Passage to read:
╔══
<?xml version="1.0"?>
<?xml-stylesheet type="text/xsl" href="../../../Docs/XSL/Rexample.xsl" ?>
<?xml-stylesheet type="text/xsl" href="http://www.omegahat.net/XSL/Rexample.xsl" ?>

<article xmlns:r="http://www.r-project.org"
           xmlns:s="http://cm.bell-labs.com/stat/S4">

<title>Nested HTML Downloads</title>

<section>
<title>Overview</title> 

The goal of this example is to show how we can parse and HTML document
and download the files to which it has links, i.e. &lt;a href=...&gt;
elements. As we process the original document, we arrange to download
the others.  There are three possible "obvious" approaches.
<itemizedlist>
<listitem> One approach is to parse the original document in entirety
and extract its links (either by fetching the document and then parsing it or 
 "on the fly" by connecting the output of the curl request directly to the xml parser).
We then download each of those linked documents.
</listitem>
<listitem> Another approach is to start the parsing of the top-level
document and when we  encounter a link, we immediately
download that and then continue on with the parsing of the original
document. In other words, when we encounter a link, we hand control
to the downloading of that link.
</listitem>
<listitem>
 An intermediate approach is to parse the first document and as we
 encounter a link, send a request for that document and arrange to
 have it be processed concurrently with the other documents.
 Essentially, we arrange for the processing of the links to be done
 asynchronously.  Having encountered a link, we don't wait until it is completely downloaded
 and nor do wait to download all of the links after we have processed the original document.
 Rather, we add a request to download the link as we encounter it and continue processing.
╚══
Parts of the exercise:
a – Tally the lines of the records that contain the string "crane", treating case as significant, and give only the number.
b – Resume the article on nested HTML downloads from the point where it stops.
The article on nested HTML downloads and the records are unrelated material.

Point-based annotation data:
╔══
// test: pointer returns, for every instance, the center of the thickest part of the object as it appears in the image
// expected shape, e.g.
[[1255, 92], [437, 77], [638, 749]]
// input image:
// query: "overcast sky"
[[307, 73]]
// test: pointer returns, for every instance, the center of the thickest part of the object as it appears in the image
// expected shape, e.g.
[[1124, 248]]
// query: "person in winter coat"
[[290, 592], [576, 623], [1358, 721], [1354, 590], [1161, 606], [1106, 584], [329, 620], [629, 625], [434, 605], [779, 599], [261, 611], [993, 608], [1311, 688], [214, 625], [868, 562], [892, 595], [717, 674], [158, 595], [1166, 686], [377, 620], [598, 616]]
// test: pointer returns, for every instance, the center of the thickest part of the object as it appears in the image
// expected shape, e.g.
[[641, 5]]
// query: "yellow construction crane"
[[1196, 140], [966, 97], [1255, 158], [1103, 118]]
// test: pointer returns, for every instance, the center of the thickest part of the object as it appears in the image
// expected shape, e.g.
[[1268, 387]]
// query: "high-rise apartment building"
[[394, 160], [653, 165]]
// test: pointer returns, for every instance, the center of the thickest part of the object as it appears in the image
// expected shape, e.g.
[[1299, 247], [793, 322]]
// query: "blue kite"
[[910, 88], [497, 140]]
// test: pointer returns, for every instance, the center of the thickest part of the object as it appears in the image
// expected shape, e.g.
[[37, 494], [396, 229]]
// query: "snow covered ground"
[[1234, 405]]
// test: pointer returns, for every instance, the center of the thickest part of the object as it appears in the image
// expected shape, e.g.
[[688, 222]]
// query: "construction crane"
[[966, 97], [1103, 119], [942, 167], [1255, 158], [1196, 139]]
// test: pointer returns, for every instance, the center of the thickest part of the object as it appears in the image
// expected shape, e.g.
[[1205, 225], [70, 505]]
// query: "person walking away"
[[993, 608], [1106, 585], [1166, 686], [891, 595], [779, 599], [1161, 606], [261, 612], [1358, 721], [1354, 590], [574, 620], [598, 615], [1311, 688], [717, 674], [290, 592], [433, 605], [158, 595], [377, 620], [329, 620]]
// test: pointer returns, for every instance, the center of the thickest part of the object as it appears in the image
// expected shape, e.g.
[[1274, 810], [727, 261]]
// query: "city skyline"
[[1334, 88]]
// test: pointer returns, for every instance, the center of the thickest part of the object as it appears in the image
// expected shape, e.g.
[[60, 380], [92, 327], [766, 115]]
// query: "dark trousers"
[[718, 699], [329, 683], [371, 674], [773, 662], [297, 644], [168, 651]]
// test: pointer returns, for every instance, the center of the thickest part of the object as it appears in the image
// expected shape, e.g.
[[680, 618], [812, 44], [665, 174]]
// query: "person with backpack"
╚══
Expected outputs:
a – 2

b –
</listitem>
</itemizedlist>


</section>


<section>
<title>Asynchronous, concurrent link processing</title>

The strategy in this approach is to start the parsing of the original
document.  We do this in almost exactly the same way that we do in the
<ulink url="xmlParse.xml">xmlParser</ulink> example.  That is, we
create a multi CURL handler and we create a function that will feed
data from the HTTP response to the XML parser when it is required.  We
then put the downloading of the original/top-level file on the stack
for the multi handler.
<s:code id="go">
<![CDATA[
uri = "http://www.omegahat.net/index.html"
uri = "http://www.omegahat.net/RCurl/philosophy.xml"

multiHandle = getCurlMultiHandle()
streams = HTTPReaderXMLParser(multiHandle, save = TRUE)

curl = getCurlHandle(URL = uri, writefunction = streams$getHTTPResponse)
multiHandle = push(multiHandle, curl)
]]>
</s:code>
<footnote><para>
The creation of the regular curl handle and pushing it onto the
multiHandle stack is equivalent to 
<s:code>
handle = getURLAsynchronous(uri, 
                           write = streams$getHTTPResponse,
                           multiHandle = multiHandle, perform = FALSE)
</s:code>
</para></footnote>


At this point, the initial HTTP request has not actually been performed
and therefore there is  no data. 
And this is good. We want to start the XML parser.
So we establish the handlers that will process
the elements of interest in our document,
e.g. a &lt;ulink&gt; for a Docbook document, or &lt;a&gt; for an
HTML document.
The function <s:func>downloadLinks</s:func> is the 
function used to do this.
And now we are ready to start the XML parser
via a call to <s:func package = "XML">xmlEventParse</s:func>.

<s:code>
links = downloadLinks(multiHandle, "http://www.omegahat.net", "ulink", "url", verbose = TRUE)
xmlEventParse(streams$supplyXMLContent, handlers = links, saxVersion = 2)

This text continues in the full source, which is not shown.